_Extract to read:_
--

I miss my Mom most at the holidays. After she succumbed to her two year battle with cancer years ago, we felt some relief knowing she would no longer wince in agony with each an every movement. The morphine helped alleviate some of the pain, but not all. I felt so guilty, wiping a tear from my eye, selfishly thinking I’ll never again taste her chicken soup. If it was such good medicine, why couldn’t it cure her cancer? Maybe the secret is having someone else make it for you. I tried to make it for her, but mine was not as good. It didn’t work.

My Mom was the world’s best cook, and the world’s worst cook. Although we spent countless hours cooking together in the kitchen while I was growing up, I had never realized that the secret to her cooking was in the burning. Yes, that’s right. It was the burnt foods that tasted the best. No, not the burnt parts, but the parts that were right next to the burnt parts that were the most flavorful. Before Food TV taught us to caramelize our onions, my Mom would almost burn them. They were delicious.

--

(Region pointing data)
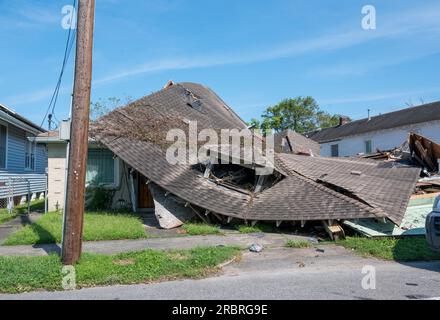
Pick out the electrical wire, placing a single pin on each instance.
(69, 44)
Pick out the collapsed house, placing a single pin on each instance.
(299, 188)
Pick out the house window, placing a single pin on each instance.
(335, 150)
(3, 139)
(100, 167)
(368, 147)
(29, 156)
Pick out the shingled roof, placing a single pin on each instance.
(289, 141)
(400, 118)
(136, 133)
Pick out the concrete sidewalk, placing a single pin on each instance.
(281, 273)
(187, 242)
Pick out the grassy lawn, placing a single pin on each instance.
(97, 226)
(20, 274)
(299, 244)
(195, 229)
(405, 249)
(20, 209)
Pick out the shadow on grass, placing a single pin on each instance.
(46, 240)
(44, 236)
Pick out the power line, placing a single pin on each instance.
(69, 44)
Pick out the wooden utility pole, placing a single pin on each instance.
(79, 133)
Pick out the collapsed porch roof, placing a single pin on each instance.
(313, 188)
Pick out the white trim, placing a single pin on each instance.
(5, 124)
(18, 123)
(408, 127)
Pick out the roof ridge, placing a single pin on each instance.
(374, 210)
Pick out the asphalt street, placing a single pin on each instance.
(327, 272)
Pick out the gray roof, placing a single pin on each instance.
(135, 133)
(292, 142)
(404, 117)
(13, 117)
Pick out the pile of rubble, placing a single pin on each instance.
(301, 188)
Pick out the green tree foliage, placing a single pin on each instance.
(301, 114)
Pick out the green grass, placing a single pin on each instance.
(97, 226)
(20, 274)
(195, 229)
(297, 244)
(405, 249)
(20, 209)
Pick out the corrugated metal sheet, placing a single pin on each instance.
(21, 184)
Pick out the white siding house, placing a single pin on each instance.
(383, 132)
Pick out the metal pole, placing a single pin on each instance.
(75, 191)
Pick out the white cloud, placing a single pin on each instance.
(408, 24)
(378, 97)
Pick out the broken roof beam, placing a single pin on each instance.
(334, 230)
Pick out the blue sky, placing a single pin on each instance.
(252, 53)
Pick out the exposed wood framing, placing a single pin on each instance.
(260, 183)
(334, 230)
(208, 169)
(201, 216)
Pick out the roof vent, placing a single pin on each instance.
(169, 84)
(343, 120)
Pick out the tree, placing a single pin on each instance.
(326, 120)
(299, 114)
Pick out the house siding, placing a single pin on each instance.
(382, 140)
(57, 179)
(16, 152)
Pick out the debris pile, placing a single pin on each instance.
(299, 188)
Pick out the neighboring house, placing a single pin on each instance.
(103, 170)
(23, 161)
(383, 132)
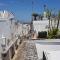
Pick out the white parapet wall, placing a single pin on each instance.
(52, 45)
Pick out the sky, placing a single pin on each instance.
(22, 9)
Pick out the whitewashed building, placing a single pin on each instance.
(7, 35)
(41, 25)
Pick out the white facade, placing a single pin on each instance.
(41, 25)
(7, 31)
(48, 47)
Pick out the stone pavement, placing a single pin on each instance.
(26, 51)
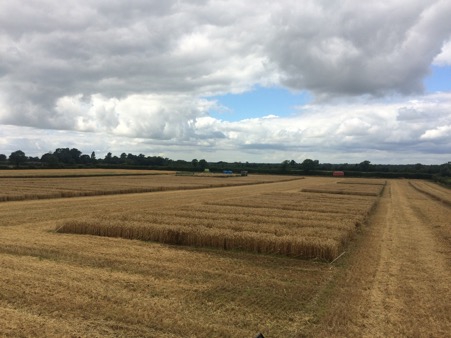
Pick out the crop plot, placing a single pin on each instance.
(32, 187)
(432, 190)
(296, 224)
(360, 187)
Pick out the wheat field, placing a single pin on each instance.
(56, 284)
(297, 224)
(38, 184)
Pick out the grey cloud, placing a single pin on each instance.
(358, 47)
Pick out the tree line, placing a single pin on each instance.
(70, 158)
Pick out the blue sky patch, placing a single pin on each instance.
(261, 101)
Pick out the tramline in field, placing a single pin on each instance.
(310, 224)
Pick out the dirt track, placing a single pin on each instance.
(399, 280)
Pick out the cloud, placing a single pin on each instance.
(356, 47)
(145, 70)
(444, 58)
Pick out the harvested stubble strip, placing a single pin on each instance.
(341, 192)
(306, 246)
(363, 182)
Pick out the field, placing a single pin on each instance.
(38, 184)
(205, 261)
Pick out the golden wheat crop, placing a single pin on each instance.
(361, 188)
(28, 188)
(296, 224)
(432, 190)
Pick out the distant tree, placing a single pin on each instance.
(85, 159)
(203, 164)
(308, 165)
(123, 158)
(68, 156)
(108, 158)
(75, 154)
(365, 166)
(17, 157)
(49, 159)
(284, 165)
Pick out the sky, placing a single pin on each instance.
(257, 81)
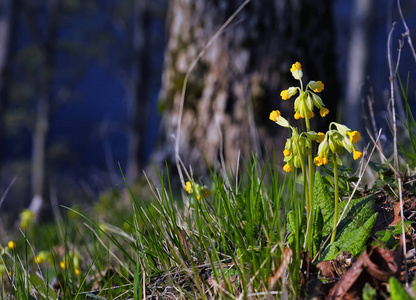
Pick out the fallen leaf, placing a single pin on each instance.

--

_Your goal:_ According to the passage about the writer's mother, what was the secret to her cooking?

_Task output:_ The secret was in the burning, since the parts right next to the burnt parts were the most flavorful.